Problem details: Format the data from the line with "Batch annotation spec — class name: dense" to the line with "[0,799,1312,899]", both included, as a JSON list of strings with one string per line and no blank lines.

————

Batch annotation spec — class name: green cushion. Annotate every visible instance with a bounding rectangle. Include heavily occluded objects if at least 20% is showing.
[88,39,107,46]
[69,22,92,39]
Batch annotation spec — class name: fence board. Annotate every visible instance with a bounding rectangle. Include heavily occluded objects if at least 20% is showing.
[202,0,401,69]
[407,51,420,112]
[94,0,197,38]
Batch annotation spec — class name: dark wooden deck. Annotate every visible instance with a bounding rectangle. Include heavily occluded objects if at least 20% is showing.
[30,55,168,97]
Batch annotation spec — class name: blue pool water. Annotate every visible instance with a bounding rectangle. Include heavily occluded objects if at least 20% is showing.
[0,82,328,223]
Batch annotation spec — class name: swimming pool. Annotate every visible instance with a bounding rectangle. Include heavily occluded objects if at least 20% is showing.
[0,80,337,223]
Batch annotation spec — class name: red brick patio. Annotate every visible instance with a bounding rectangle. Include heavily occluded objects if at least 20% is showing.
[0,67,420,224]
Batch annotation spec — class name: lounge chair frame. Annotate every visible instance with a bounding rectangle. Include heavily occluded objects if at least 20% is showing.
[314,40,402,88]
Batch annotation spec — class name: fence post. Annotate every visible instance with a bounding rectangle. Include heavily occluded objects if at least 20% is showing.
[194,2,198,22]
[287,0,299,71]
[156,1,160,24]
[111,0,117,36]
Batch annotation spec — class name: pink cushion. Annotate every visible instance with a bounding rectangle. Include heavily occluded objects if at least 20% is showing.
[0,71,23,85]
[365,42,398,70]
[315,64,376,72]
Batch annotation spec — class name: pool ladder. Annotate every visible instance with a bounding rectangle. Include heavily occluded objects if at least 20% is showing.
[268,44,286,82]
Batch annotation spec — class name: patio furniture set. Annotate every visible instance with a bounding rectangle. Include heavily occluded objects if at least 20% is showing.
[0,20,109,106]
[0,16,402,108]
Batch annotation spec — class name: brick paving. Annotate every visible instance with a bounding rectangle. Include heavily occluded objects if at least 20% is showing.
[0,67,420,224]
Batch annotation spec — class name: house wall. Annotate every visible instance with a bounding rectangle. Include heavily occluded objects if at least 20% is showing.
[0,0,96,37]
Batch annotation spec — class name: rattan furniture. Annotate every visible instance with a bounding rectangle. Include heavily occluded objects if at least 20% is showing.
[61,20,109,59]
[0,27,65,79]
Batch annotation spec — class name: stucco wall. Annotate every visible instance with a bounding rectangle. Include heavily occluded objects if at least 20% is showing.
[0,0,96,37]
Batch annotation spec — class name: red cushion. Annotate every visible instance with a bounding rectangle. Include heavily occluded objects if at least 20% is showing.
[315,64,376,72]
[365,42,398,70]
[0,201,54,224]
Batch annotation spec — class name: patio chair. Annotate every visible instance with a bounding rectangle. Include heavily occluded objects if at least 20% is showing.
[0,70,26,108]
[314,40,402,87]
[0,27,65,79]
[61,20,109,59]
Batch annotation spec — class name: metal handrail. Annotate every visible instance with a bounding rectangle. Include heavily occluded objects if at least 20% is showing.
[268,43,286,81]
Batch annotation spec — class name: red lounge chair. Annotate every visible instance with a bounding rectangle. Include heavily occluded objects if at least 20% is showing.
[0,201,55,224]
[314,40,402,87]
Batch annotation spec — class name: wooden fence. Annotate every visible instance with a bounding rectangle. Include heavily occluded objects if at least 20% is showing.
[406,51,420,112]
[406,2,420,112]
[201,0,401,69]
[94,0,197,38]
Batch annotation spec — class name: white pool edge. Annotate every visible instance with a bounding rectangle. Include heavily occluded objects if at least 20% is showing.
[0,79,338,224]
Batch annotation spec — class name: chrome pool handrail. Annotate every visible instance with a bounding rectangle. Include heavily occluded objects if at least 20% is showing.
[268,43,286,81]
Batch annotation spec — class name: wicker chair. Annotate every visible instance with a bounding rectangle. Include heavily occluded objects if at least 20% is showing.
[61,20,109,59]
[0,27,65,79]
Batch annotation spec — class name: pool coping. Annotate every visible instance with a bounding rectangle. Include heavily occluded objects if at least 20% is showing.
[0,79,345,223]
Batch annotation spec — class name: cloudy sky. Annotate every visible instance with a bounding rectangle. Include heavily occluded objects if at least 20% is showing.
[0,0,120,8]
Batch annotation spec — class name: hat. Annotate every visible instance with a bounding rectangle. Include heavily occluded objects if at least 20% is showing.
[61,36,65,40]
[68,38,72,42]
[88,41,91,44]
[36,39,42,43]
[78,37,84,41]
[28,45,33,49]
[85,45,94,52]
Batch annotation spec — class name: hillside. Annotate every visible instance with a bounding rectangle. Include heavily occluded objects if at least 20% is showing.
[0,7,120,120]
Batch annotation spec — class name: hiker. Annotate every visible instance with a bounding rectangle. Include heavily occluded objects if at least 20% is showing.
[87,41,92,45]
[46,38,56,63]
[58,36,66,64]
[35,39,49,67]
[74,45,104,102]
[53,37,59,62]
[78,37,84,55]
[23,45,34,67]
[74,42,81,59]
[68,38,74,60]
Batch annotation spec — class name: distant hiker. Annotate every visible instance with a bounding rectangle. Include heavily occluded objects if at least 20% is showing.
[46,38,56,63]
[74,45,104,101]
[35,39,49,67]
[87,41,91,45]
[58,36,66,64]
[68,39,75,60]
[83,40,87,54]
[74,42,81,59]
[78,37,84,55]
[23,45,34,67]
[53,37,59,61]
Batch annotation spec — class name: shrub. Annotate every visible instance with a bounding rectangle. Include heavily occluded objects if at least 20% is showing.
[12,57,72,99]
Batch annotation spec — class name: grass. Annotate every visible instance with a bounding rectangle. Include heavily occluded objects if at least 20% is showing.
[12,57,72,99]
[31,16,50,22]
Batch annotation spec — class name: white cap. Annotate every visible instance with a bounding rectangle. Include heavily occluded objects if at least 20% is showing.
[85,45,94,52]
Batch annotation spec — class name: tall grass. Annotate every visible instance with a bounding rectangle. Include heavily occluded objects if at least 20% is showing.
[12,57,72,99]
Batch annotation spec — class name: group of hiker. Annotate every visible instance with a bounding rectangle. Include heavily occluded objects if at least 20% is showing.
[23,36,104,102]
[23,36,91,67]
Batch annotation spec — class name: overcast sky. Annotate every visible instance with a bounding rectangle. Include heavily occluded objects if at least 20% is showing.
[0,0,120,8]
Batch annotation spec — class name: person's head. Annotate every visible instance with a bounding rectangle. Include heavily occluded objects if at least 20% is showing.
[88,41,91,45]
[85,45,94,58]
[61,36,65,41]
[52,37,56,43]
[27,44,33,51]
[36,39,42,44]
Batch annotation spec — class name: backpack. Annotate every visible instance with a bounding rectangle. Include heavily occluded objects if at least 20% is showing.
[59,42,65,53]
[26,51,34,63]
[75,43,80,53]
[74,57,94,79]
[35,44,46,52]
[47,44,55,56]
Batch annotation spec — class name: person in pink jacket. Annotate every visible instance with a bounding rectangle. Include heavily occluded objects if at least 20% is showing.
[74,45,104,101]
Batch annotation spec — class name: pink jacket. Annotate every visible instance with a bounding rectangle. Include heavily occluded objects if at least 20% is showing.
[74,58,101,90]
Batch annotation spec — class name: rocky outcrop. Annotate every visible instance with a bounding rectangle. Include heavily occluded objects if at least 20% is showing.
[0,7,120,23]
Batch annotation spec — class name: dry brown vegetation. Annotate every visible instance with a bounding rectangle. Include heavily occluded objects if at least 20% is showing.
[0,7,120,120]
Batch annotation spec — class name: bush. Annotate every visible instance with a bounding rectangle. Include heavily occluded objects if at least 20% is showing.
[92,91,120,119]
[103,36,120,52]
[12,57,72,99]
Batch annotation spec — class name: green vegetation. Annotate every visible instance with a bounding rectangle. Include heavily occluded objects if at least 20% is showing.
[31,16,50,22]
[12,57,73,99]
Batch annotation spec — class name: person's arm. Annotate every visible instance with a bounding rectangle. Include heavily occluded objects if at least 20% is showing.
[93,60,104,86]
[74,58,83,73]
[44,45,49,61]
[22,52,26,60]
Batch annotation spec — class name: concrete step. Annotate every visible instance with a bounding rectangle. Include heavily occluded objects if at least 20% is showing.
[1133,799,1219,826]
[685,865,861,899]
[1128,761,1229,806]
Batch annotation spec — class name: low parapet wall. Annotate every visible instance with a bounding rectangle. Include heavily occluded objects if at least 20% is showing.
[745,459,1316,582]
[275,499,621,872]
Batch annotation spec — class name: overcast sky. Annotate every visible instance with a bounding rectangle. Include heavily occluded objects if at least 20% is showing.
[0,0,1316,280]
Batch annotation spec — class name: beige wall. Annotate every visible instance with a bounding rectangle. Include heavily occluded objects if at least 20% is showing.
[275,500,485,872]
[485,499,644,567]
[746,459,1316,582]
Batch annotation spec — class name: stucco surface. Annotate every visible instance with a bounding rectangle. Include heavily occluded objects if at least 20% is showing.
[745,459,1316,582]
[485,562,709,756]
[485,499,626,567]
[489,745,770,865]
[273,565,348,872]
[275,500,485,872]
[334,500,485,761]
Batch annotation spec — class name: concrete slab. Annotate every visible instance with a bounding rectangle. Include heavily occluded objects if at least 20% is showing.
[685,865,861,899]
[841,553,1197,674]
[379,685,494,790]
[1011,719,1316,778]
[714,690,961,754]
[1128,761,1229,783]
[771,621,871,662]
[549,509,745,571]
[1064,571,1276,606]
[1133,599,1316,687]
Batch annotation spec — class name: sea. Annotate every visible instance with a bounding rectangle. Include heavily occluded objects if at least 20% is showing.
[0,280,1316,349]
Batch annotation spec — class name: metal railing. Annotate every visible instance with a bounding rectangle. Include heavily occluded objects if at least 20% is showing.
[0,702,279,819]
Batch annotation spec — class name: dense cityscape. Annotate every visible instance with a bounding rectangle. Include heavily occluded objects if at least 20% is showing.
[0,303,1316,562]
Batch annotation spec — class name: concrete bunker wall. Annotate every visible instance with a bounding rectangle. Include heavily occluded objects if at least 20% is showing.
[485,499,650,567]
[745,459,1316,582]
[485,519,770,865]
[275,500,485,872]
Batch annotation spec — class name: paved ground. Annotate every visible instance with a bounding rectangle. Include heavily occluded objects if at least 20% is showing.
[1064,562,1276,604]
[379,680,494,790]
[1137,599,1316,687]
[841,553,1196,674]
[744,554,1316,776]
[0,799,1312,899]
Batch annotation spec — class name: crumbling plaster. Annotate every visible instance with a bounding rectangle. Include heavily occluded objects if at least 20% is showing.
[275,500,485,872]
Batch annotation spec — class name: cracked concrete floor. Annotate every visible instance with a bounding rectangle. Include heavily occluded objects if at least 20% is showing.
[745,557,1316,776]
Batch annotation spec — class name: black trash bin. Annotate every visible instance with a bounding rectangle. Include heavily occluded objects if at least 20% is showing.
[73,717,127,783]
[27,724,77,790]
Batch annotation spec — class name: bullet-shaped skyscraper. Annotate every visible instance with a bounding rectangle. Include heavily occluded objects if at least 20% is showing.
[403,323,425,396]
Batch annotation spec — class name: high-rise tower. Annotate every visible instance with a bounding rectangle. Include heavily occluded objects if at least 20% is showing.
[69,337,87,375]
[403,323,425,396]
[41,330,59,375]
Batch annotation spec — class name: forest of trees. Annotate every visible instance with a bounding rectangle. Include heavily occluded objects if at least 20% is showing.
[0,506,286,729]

————

Task answer:
[
  "Batch annotation spec — class name: dense cityscape. Annotate every visible instance with a bounding rectangle. Include heavily occluded objects if at least 20% is showing.",
  "[0,303,1316,562]",
  "Batch annotation spec — class name: concrete bunker wall. Annotate every visible instance with a bounding rectangle. Include heavily occluded objects if at least 20% is showing.",
  "[485,499,650,567]",
  "[745,459,1316,582]",
  "[485,519,770,865]",
  "[275,500,485,872]",
  "Batch annotation spec — class name: paved ground. Annotate every visible instance with a bounding rectangle. Include heavily occluded objects if at least 20% is showing.",
  "[1064,562,1276,604]",
  "[379,680,494,790]",
  "[1137,599,1316,687]",
  "[841,553,1196,674]",
  "[744,554,1316,776]",
  "[0,799,1312,899]"
]